-- WHAT YOU SHOULD DO --
Each line holding the word "sill" must appear in the answer, copied from the entries.

Stored dataset items
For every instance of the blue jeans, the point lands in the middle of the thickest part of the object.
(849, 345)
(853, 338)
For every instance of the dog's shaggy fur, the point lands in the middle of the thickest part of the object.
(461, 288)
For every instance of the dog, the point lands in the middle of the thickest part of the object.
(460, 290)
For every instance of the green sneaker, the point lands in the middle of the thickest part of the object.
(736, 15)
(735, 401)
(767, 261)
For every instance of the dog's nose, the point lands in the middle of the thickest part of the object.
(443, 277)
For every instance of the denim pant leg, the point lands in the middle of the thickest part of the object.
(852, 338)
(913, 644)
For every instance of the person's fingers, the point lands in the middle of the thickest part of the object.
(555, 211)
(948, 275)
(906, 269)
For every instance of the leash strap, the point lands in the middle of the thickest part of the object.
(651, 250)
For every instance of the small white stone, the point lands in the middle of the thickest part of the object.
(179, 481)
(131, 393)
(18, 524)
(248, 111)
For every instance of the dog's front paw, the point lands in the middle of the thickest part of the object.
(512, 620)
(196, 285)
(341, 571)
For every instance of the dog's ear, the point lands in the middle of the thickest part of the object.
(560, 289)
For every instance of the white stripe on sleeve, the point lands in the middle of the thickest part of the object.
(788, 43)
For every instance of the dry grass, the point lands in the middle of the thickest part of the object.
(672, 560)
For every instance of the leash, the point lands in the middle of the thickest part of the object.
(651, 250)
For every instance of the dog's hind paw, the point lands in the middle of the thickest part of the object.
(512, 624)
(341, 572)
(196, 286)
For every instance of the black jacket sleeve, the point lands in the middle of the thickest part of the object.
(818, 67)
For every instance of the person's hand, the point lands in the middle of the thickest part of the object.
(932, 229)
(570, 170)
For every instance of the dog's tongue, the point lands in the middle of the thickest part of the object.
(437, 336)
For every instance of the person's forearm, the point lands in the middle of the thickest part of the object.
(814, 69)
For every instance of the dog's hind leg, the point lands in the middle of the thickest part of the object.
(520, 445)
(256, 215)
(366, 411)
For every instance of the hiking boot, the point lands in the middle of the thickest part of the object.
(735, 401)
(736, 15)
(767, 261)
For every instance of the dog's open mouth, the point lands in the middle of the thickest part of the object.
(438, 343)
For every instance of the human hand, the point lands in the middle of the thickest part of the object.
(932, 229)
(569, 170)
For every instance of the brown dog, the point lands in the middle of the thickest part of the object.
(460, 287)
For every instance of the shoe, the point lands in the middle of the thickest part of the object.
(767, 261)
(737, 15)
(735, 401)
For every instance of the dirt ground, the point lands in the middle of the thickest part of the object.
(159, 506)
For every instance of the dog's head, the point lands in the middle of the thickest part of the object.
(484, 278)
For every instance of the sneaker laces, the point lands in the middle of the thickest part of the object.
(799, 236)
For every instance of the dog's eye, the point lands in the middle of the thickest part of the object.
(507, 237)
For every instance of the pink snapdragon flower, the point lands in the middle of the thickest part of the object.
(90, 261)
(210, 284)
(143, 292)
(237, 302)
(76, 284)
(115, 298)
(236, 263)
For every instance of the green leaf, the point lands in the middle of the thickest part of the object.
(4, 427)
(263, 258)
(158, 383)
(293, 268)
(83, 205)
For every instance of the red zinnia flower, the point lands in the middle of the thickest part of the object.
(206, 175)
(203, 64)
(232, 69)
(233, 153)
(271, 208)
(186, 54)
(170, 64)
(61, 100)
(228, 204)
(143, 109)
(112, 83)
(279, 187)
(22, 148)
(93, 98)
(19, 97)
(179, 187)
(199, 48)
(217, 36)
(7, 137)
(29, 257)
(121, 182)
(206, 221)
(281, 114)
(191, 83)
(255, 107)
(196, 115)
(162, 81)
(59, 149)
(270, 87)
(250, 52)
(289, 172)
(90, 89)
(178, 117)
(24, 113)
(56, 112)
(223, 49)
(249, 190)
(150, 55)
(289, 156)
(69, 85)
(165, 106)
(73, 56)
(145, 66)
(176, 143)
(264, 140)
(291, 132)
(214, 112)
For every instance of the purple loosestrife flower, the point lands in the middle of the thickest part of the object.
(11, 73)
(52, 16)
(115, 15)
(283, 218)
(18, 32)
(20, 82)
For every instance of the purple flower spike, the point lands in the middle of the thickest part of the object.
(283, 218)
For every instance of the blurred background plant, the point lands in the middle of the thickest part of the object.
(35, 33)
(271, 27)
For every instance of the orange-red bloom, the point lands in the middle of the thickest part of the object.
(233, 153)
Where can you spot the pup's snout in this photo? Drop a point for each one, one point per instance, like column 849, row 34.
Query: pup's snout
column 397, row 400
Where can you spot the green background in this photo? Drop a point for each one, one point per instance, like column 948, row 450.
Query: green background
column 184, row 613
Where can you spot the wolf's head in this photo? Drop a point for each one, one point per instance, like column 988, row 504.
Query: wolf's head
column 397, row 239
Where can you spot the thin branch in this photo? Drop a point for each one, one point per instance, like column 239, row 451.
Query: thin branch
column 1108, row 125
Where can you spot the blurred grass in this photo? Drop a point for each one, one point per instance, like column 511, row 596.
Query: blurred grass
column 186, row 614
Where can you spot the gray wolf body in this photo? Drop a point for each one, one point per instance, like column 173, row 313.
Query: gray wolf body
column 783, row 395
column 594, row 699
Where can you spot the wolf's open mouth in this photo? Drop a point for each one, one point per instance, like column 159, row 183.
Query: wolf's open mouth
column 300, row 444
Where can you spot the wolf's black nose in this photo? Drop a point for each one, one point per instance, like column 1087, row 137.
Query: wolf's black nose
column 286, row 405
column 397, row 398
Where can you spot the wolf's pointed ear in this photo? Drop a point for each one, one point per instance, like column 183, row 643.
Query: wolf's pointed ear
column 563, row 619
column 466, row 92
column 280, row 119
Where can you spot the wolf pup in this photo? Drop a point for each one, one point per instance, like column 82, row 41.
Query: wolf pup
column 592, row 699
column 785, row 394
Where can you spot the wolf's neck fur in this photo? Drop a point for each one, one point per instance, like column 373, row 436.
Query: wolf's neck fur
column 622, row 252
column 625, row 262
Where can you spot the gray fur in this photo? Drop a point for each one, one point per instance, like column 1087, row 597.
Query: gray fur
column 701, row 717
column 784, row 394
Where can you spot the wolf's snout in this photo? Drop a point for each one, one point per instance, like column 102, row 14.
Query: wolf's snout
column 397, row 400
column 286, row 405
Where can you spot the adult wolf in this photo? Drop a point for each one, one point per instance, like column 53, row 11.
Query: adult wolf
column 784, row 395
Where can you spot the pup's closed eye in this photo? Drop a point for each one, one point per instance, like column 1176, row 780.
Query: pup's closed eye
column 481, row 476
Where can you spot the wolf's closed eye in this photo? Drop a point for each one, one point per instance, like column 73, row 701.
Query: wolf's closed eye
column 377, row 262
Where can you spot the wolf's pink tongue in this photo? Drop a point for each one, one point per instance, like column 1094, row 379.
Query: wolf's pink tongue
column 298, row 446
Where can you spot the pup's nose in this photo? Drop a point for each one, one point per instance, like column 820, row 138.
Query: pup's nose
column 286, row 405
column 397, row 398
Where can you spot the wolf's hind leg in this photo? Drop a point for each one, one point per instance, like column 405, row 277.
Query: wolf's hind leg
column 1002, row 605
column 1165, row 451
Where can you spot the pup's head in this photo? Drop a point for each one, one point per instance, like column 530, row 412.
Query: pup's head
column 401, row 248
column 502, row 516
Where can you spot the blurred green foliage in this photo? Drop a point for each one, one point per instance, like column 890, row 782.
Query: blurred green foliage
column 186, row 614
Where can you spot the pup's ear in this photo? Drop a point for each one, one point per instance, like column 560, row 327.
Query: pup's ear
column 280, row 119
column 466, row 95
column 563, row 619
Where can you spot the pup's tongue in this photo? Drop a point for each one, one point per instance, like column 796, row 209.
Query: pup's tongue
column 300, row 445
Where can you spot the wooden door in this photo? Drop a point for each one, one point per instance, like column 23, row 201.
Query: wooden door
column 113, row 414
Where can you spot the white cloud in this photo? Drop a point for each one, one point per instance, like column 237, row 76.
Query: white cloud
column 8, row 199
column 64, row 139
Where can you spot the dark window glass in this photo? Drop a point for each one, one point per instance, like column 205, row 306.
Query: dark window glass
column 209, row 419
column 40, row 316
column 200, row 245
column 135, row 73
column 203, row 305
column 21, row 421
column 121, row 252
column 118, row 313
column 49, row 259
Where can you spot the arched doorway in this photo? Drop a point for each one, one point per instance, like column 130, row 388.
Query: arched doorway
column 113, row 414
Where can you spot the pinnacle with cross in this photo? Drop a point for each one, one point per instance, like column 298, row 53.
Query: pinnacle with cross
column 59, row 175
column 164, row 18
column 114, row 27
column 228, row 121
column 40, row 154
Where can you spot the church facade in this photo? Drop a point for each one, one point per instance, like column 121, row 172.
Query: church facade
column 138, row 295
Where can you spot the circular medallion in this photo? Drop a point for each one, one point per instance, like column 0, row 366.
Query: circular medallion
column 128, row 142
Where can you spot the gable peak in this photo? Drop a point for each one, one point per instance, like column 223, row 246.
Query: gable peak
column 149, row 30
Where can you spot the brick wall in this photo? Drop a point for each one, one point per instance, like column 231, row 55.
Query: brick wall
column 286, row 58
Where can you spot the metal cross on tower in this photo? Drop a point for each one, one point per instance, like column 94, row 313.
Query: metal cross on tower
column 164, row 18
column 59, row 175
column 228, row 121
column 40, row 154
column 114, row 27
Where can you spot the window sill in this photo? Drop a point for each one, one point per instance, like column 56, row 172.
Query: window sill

-- FINISHED TASK --
Where can you spot the window sill in this photo? Drop a point for each one, one point per instance, like column 56, row 172.
Query: window sill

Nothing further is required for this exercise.